(Free-text object descriptions)
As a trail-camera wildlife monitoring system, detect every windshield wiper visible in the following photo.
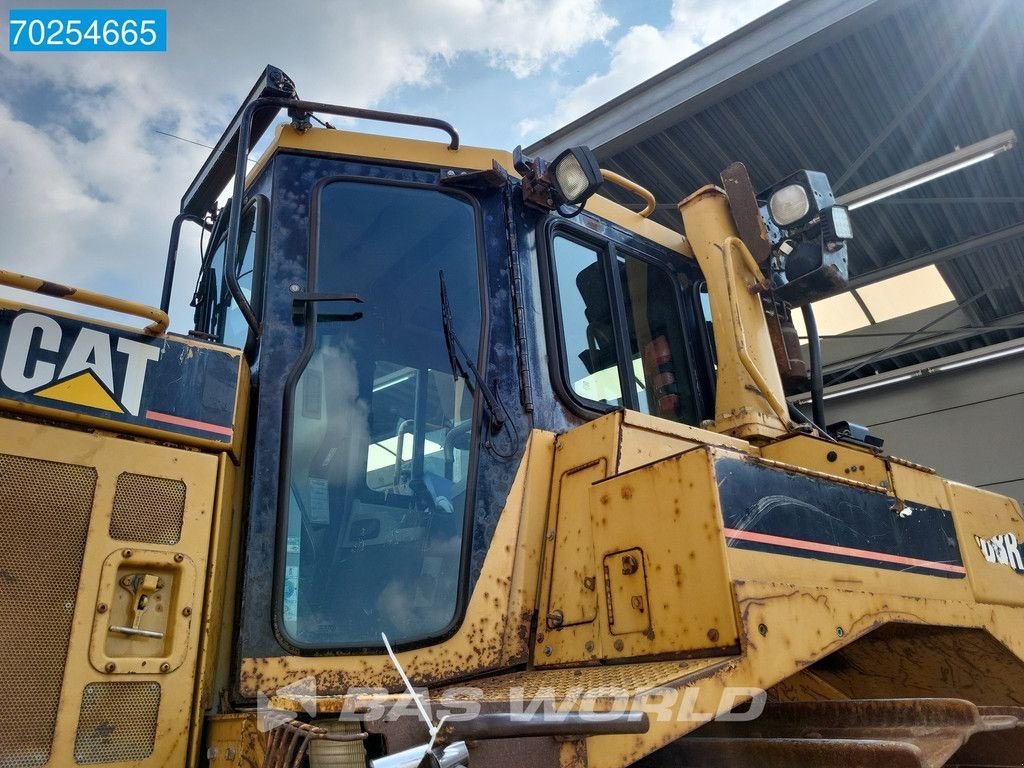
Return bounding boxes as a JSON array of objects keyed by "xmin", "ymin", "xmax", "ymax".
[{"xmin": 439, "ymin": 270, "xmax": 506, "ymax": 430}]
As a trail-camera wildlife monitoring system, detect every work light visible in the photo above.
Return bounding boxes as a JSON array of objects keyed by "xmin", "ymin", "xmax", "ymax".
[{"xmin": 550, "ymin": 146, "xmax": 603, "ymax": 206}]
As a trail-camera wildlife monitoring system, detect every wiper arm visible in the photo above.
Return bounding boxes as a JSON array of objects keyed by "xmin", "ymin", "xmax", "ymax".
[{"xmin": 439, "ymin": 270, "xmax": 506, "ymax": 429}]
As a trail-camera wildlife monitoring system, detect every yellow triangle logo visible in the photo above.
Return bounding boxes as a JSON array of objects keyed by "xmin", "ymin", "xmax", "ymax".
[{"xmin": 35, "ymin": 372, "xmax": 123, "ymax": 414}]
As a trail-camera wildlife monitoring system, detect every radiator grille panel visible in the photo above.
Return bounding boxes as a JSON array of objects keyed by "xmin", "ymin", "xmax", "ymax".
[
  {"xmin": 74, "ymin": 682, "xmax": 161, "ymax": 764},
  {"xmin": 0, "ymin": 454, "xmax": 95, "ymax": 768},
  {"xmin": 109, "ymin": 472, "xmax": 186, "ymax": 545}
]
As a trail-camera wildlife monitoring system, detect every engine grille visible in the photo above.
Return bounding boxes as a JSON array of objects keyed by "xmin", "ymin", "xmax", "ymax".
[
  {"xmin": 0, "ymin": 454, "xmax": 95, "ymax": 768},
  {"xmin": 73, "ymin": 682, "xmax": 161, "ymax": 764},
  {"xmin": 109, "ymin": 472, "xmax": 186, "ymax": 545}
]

---

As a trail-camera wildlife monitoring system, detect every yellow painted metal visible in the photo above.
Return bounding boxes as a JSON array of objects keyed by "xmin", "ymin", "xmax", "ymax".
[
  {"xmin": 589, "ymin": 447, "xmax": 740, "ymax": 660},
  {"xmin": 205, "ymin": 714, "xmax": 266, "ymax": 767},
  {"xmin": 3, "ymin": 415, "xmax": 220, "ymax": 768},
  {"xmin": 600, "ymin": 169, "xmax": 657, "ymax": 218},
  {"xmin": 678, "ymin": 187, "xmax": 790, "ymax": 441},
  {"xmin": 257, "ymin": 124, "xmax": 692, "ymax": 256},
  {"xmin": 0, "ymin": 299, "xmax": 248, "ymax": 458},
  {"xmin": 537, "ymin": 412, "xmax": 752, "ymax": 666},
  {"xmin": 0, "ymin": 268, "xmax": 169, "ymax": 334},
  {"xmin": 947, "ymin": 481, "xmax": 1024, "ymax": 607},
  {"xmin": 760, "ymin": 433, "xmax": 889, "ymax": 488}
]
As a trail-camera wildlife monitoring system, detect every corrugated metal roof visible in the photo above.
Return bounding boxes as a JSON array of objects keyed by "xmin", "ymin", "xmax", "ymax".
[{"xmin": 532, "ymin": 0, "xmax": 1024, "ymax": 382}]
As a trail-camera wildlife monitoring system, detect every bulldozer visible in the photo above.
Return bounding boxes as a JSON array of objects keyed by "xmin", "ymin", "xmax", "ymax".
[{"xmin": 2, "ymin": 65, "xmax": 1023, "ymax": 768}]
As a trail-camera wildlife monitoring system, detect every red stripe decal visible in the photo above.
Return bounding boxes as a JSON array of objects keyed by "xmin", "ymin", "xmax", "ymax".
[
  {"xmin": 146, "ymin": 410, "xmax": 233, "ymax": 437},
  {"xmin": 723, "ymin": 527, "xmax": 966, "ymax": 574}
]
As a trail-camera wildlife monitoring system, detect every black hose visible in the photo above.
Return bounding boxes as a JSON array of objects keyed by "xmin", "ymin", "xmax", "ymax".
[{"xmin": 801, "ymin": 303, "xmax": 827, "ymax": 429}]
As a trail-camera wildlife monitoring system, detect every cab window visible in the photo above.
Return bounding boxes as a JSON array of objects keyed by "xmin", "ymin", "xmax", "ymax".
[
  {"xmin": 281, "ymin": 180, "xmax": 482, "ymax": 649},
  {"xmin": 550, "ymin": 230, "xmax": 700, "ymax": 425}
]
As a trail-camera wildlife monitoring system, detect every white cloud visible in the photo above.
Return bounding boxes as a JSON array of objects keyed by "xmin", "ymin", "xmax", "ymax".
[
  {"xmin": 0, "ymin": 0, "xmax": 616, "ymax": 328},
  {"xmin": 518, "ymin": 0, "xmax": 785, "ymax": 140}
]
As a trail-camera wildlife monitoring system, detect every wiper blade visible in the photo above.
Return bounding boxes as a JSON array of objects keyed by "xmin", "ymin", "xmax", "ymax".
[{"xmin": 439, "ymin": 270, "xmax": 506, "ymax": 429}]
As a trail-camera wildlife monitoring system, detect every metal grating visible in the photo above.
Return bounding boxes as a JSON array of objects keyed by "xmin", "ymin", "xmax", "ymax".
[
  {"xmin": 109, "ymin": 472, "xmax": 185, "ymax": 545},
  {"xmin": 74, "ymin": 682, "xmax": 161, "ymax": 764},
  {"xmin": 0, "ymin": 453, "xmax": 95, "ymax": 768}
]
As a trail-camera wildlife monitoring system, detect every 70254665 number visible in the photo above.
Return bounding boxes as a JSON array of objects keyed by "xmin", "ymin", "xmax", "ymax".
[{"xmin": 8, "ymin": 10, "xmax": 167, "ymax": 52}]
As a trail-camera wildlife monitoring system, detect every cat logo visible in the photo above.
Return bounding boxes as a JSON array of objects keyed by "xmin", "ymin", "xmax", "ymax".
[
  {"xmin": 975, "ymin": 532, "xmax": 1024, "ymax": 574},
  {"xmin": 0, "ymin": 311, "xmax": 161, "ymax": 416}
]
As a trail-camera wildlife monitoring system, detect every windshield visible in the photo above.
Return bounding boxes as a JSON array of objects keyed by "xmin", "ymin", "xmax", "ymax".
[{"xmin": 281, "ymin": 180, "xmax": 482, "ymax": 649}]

* * *

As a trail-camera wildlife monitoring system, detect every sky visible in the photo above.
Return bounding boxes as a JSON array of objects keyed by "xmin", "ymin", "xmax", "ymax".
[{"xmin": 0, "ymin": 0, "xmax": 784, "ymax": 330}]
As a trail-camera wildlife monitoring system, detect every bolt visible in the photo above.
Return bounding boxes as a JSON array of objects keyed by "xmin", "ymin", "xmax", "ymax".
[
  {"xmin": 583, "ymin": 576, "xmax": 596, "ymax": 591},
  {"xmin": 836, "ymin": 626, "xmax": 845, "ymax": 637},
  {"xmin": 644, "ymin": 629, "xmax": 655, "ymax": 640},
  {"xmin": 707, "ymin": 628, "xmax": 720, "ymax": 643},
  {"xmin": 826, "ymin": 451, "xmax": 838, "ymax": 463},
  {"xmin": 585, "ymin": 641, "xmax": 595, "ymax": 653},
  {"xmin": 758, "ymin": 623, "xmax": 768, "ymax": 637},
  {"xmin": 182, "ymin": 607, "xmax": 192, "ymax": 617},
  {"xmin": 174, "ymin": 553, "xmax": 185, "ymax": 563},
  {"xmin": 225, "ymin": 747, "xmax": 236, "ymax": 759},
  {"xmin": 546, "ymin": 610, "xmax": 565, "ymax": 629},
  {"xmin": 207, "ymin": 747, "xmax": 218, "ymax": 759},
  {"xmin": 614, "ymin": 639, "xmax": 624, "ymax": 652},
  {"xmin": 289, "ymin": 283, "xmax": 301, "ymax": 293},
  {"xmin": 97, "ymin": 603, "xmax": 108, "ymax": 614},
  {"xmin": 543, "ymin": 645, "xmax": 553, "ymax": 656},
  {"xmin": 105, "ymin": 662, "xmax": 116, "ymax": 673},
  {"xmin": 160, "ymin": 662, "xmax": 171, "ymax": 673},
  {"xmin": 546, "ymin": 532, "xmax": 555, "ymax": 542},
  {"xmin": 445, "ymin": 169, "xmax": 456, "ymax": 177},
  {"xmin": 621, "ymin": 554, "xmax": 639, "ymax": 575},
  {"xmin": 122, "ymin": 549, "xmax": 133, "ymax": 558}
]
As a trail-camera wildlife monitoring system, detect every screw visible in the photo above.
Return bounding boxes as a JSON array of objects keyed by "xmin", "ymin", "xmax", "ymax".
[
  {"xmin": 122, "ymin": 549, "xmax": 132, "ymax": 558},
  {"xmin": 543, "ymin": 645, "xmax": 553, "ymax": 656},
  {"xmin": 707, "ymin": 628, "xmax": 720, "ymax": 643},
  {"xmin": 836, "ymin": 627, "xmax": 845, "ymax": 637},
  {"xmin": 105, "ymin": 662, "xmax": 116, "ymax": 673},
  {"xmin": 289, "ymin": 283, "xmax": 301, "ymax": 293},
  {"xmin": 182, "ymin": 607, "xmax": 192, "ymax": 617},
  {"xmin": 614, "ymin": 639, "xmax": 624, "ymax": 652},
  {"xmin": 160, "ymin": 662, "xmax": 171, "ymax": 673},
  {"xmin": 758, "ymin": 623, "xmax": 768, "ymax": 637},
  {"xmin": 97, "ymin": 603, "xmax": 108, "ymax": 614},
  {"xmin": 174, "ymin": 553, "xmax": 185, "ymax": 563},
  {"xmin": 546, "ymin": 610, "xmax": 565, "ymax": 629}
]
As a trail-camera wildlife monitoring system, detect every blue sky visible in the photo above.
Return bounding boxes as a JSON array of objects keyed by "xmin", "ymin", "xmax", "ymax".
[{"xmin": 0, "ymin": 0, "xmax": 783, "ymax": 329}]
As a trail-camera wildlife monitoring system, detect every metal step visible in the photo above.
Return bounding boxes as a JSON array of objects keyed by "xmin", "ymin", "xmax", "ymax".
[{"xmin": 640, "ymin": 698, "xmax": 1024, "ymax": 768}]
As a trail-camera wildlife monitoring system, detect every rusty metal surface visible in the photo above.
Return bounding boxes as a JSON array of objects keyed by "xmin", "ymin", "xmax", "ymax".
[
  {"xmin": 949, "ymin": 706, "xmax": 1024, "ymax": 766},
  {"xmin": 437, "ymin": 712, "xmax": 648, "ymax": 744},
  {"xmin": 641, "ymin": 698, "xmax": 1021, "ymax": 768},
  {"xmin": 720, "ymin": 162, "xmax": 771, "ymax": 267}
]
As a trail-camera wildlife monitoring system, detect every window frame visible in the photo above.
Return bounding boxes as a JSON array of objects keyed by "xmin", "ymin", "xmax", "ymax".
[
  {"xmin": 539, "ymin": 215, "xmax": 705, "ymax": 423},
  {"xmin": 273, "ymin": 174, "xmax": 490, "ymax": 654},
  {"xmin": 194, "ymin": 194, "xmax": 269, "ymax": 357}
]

• **Problem requirements**: Among the records above, find each line holding "grille" and list it.

• **Finished exercise**:
As a trail-camera wildlife monitoring system, detect every radiator grille panel visible in the photo above.
As a trail-camera wildlife monitoring system, detect every engine grille visible in the photo above.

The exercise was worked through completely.